[Given records start]
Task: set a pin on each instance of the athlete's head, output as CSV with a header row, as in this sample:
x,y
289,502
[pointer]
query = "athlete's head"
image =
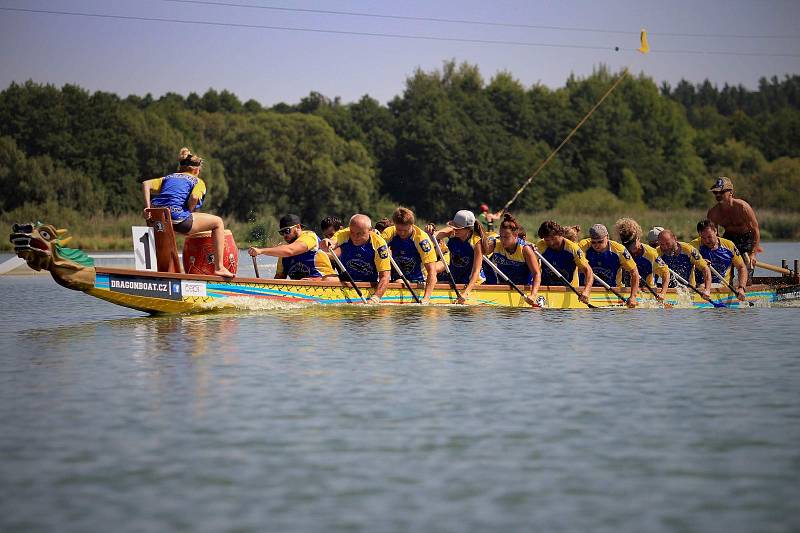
x,y
382,224
290,228
188,162
598,237
330,225
552,233
360,226
403,219
667,241
629,231
509,230
572,233
722,189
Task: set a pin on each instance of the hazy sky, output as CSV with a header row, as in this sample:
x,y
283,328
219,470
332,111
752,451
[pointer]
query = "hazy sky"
x,y
271,65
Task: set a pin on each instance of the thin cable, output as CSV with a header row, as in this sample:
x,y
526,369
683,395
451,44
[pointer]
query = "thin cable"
x,y
478,22
386,35
566,139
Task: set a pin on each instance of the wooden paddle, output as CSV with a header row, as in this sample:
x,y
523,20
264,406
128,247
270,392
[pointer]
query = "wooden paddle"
x,y
774,268
347,275
666,305
560,276
726,283
513,285
687,284
446,266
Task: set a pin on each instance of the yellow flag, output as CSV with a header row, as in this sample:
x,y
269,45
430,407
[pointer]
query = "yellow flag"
x,y
643,39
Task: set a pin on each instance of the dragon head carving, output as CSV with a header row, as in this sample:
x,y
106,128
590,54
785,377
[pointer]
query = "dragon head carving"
x,y
42,247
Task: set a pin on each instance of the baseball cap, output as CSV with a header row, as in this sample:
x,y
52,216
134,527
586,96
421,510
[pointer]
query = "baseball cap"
x,y
722,184
463,219
652,235
288,221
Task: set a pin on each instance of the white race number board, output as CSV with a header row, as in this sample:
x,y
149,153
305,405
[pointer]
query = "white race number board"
x,y
144,248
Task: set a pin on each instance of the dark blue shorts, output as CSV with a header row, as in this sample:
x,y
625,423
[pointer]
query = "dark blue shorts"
x,y
184,226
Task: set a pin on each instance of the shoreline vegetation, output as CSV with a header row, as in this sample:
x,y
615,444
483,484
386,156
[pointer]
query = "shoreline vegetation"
x,y
105,232
451,140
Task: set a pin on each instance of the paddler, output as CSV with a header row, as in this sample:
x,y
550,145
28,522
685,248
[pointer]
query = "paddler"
x,y
300,257
608,259
412,250
648,263
465,234
513,257
183,193
738,219
363,253
565,255
683,258
722,254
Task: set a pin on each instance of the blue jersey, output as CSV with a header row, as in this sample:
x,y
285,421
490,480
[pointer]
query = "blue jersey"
x,y
313,263
363,262
565,261
607,264
512,264
174,192
410,253
683,262
725,256
462,257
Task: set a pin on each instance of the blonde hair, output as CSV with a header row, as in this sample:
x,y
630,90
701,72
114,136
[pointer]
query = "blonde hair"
x,y
628,229
187,160
572,232
403,215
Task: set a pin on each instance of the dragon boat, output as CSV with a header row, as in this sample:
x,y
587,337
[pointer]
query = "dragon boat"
x,y
42,246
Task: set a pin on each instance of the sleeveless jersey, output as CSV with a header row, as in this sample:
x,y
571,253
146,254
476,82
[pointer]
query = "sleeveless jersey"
x,y
608,264
363,262
462,256
684,262
174,192
722,259
311,264
566,261
411,253
512,264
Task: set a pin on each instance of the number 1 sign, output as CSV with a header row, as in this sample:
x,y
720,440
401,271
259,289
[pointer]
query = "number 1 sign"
x,y
144,248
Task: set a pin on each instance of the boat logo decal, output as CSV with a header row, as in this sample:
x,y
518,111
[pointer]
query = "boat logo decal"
x,y
141,286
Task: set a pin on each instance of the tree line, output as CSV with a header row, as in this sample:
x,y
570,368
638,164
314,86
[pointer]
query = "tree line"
x,y
450,140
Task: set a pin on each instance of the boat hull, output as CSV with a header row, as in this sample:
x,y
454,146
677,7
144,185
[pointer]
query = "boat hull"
x,y
158,292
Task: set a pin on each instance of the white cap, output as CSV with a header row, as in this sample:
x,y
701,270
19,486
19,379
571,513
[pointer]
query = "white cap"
x,y
652,235
463,219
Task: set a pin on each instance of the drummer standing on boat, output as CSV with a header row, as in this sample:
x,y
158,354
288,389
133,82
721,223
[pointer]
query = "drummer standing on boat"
x,y
738,219
363,253
300,257
183,193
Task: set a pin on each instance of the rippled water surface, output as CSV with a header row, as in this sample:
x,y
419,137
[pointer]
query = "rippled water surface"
x,y
395,419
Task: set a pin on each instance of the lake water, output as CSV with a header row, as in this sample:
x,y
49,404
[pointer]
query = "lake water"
x,y
395,419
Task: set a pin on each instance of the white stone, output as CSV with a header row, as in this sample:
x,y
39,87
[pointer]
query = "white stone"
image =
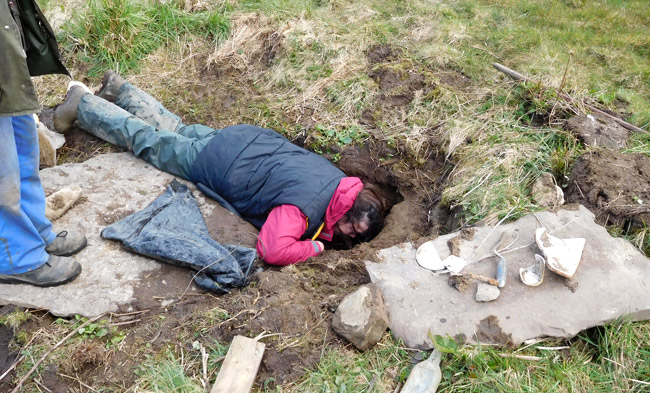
[Given records end]
> [Task brief]: Can you turn everything from the line containing "boat hull, output" down to the end of the records into a JSON list of strings, one per line, with blank lines and the pictures left out?

> [Response to the task]:
[
  "Task: set a pin on each instance of the boat hull, output as CSV with a header row, as in this sample:",
  "x,y",
  "454,146",
  "677,7",
  "144,185",
  "[pointer]",
  "query = \"boat hull\"",
  "x,y",
  "158,292",
  "Task: set a pin on each instance of the white cap, output as CSV with a header row, as in this sample:",
  "x,y",
  "701,270",
  "19,486",
  "19,379",
  "571,513",
  "[pointer]",
  "query = \"white cap\"",
  "x,y",
  "652,235",
  "463,219",
  "Task: set a pin on each instance of the drummer standing on boat, output as CSV with a header row, as in this sample:",
  "x,y",
  "158,354",
  "288,389",
  "133,82",
  "721,223",
  "[pointer]",
  "query = \"drummer standing on boat\"",
  "x,y",
  "738,219",
  "363,253",
  "300,257",
  "183,193",
  "Task: set a pin on each instance of the rippled water surface, output as CSV with a header row, as in this sample:",
  "x,y",
  "419,137",
  "[pointer]",
  "query = \"rippled water surface\"",
  "x,y",
  "395,419",
  "Task: set a pin on each instance of the lake water, output as CSV with a header row, as in this sample:",
  "x,y",
  "49,404",
  "[pointer]",
  "query = \"lake water\"",
  "x,y",
  "395,419",
  "Task: set a pin on each instance of the white stone, output as CSV with a header row, as in this sample:",
  "x,y",
  "39,87",
  "[pointer]",
  "query = \"white stone\"",
  "image ="
]